* _Exercise_: Change every "array" to "list" throughout the records below, keep all else unchanged, and leave the pictures out of your answer.

* _Records provided_:
━━━━━━

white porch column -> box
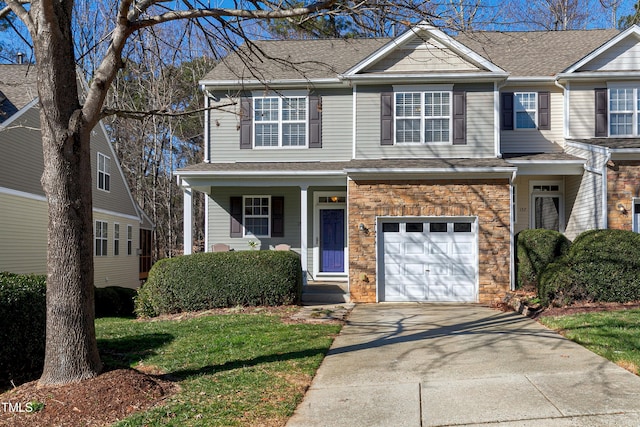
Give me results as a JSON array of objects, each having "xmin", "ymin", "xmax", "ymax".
[
  {"xmin": 182, "ymin": 187, "xmax": 193, "ymax": 255},
  {"xmin": 300, "ymin": 185, "xmax": 309, "ymax": 286}
]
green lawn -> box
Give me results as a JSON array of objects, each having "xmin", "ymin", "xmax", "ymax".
[
  {"xmin": 539, "ymin": 309, "xmax": 640, "ymax": 374},
  {"xmin": 96, "ymin": 314, "xmax": 340, "ymax": 426}
]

━━━━━━

* _Right answer_:
white porch column -> box
Give me results as a JSON list of objects, each having "xmin", "ymin", "xmax", "ymax".
[
  {"xmin": 182, "ymin": 187, "xmax": 193, "ymax": 255},
  {"xmin": 300, "ymin": 185, "xmax": 309, "ymax": 286}
]
green lawn -> box
Give me results as a JSON list of objects, each having "xmin", "ymin", "xmax", "ymax".
[
  {"xmin": 539, "ymin": 309, "xmax": 640, "ymax": 374},
  {"xmin": 96, "ymin": 314, "xmax": 340, "ymax": 426}
]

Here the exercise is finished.